SET PROBLEM — Rewrite the material from the line containing "Task: pick out every instance of the person" through the end of the material as a JSON list of strings, one string per line, omitting blank lines.

(Source data)
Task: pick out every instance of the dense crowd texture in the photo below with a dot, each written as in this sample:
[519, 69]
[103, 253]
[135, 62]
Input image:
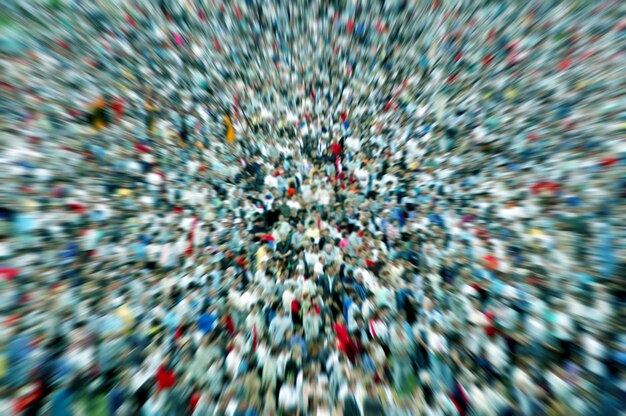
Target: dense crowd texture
[312, 208]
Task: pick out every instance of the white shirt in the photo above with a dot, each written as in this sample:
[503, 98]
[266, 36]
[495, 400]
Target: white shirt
[288, 397]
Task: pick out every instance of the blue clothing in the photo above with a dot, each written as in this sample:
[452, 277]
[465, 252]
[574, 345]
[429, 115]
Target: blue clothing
[347, 302]
[207, 322]
[436, 219]
[61, 403]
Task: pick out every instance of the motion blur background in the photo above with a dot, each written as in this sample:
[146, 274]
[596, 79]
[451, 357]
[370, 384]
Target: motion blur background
[336, 207]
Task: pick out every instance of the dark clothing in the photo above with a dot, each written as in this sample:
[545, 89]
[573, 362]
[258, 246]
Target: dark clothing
[372, 407]
[350, 407]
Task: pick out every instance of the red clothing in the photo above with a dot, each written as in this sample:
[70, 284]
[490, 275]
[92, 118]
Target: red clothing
[343, 338]
[165, 378]
[193, 401]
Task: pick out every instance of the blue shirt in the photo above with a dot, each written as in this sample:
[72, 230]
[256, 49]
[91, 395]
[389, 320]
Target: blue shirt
[207, 321]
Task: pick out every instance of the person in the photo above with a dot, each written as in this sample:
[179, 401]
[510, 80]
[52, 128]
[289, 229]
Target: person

OUTPUT FOR THIS TASK —
[
  "Task: pick out every instance of the person in the photo above with a dot, each written as in this sample:",
  "[179, 401]",
  "[510, 80]",
  "[52, 128]",
  "[289, 229]",
  "Target: person"
]